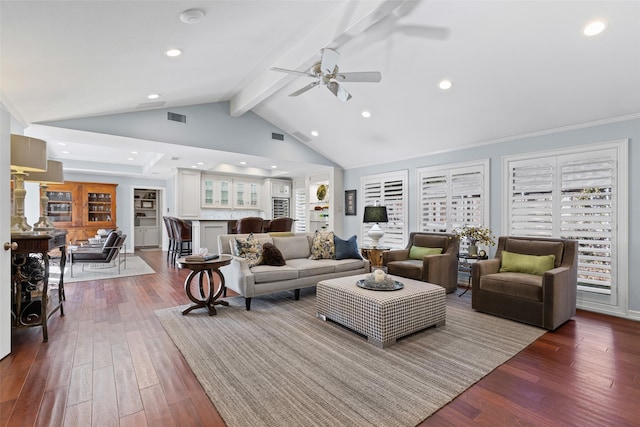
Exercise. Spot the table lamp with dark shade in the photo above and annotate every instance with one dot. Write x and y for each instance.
(53, 175)
(375, 214)
(27, 155)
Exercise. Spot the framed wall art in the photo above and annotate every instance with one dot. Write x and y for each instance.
(350, 207)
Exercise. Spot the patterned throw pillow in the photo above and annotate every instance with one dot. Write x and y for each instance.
(249, 249)
(323, 247)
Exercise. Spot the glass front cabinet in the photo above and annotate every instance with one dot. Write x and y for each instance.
(216, 191)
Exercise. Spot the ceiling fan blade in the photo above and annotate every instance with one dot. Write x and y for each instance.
(299, 73)
(306, 88)
(340, 92)
(364, 76)
(329, 60)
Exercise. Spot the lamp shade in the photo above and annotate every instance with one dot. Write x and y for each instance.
(53, 175)
(375, 214)
(28, 154)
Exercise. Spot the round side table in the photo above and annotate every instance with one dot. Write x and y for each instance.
(206, 289)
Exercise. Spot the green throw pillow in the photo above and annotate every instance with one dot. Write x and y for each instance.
(531, 264)
(419, 252)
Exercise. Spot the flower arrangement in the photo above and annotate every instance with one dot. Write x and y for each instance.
(476, 235)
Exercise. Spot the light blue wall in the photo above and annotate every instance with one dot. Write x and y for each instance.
(589, 135)
(208, 126)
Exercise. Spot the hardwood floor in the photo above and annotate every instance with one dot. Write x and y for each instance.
(109, 362)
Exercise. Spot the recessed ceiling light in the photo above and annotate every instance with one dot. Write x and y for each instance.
(445, 84)
(192, 16)
(594, 28)
(173, 52)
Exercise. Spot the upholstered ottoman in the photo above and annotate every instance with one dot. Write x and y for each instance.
(382, 316)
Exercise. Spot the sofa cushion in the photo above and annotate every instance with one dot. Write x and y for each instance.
(292, 247)
(308, 268)
(346, 249)
(342, 265)
(411, 268)
(520, 285)
(521, 263)
(536, 247)
(269, 273)
(249, 249)
(419, 252)
(272, 255)
(323, 246)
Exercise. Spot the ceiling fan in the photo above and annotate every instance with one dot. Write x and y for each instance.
(326, 72)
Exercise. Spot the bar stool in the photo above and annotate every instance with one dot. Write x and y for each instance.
(171, 236)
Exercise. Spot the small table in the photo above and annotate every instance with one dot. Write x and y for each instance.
(464, 266)
(382, 316)
(208, 293)
(374, 254)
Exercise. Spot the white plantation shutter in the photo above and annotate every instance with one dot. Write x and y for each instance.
(387, 190)
(450, 196)
(588, 215)
(531, 198)
(300, 210)
(574, 195)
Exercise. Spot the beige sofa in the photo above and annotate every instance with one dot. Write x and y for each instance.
(298, 272)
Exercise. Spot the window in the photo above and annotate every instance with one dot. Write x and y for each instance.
(388, 190)
(576, 194)
(450, 196)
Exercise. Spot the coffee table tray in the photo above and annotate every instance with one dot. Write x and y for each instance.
(372, 287)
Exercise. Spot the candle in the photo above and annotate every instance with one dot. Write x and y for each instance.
(378, 275)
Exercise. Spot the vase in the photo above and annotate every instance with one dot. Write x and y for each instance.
(473, 250)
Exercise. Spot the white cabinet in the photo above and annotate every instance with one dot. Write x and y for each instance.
(279, 188)
(187, 193)
(146, 223)
(246, 193)
(216, 191)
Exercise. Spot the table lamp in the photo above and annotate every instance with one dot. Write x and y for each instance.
(53, 175)
(376, 214)
(27, 155)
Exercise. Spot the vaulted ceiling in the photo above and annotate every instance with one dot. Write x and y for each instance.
(516, 67)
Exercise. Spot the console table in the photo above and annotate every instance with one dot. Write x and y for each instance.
(33, 301)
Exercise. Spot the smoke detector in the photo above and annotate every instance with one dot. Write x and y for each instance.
(192, 16)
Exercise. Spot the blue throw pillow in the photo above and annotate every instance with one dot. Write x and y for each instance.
(346, 249)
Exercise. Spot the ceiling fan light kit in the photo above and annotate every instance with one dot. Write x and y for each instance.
(326, 71)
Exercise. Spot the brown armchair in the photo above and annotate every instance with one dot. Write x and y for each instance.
(546, 300)
(441, 269)
(108, 253)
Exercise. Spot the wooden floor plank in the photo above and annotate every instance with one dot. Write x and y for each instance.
(100, 362)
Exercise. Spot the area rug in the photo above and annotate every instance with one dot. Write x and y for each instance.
(279, 365)
(135, 267)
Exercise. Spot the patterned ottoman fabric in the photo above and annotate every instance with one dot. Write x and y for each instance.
(382, 316)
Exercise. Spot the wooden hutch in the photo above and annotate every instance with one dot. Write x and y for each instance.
(82, 208)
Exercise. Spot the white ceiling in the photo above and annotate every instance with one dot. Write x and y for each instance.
(517, 67)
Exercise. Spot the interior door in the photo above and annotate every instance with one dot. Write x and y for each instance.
(5, 234)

◇ ◇ ◇ ◇

(What to produce) Can you give everything from the line containing "Exercise. Spot the white ceiling" down through the end of the entries as a two-column CSV with the columns text and answer? Use one row per entry, put each field in quotes, and turn any line breaks into spaces.

(Answer to this problem)
text,answer
"Exercise. Spot the white ceiling in the photo above and annotate every instance with one dot. Write x and y for each instance.","(517, 67)"
"Exercise. Spot the interior door in the photo above and annotate every instance with one dot. Write x and y for each instance.","(5, 234)"